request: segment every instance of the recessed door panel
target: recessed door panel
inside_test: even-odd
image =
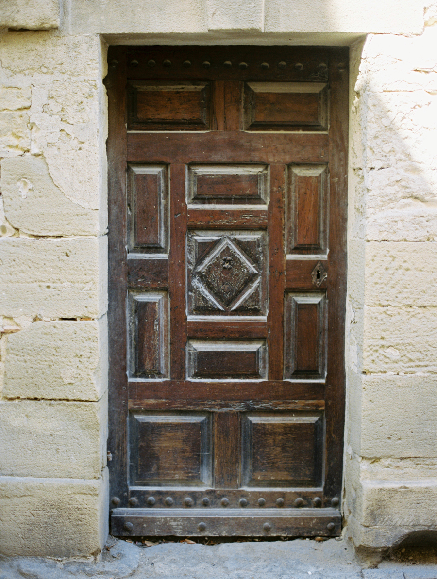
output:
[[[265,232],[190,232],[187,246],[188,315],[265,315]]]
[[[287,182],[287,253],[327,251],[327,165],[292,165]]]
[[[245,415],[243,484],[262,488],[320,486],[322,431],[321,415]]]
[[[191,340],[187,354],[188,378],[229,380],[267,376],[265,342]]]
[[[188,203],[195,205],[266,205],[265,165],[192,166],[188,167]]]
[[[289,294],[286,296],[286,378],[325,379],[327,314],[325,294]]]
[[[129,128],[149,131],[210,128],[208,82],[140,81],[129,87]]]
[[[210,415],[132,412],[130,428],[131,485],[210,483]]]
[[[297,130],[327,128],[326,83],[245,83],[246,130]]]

* [WHAT THE TASK ASKS]:
Change every occurrence of "recessed door panel" in the records to "inset door panel" and reproduce the lines with all else unchanged. Leave the pictures out of your answer.

* [ANSWER]:
request: segment every instance of the inset door panel
target: inset door panel
inside_test: even-odd
image =
output:
[[[265,232],[190,232],[187,246],[188,315],[265,315]]]
[[[287,182],[287,253],[327,251],[327,165],[292,165]]]
[[[245,415],[243,484],[262,488],[320,486],[322,431],[321,415]]]
[[[191,340],[187,354],[188,378],[229,380],[267,376],[265,342]]]
[[[188,203],[195,205],[266,205],[265,165],[192,166],[188,167]]]
[[[289,294],[286,296],[286,378],[325,379],[327,314],[325,294]]]
[[[129,128],[149,131],[210,128],[208,82],[140,81],[129,87]]]
[[[210,415],[132,412],[130,428],[131,485],[210,483]]]
[[[297,130],[327,128],[326,83],[245,83],[246,130]]]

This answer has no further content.